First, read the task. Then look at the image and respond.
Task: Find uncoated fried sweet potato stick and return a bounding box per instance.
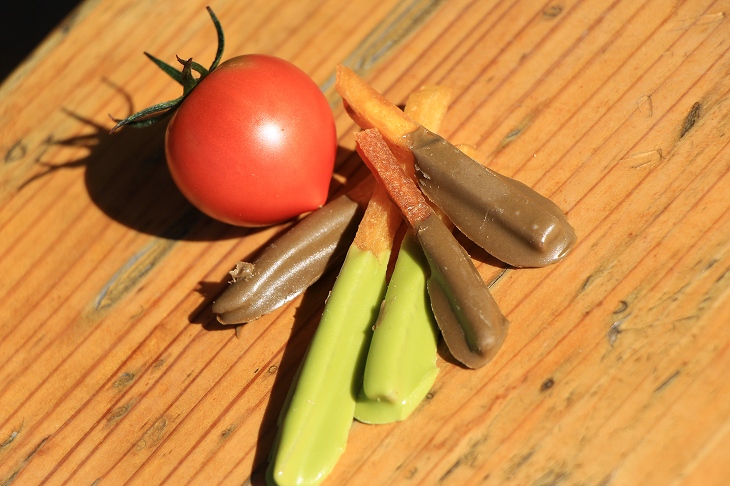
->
[355,129,507,368]
[355,86,451,424]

## WHAT TO DO
Locate each line above that contains the word "stick", and copy those lines in full.

## ANSWER TO THIS TASK
Task: Find uncoated fried sweet potato stick and return a bounding box per instance.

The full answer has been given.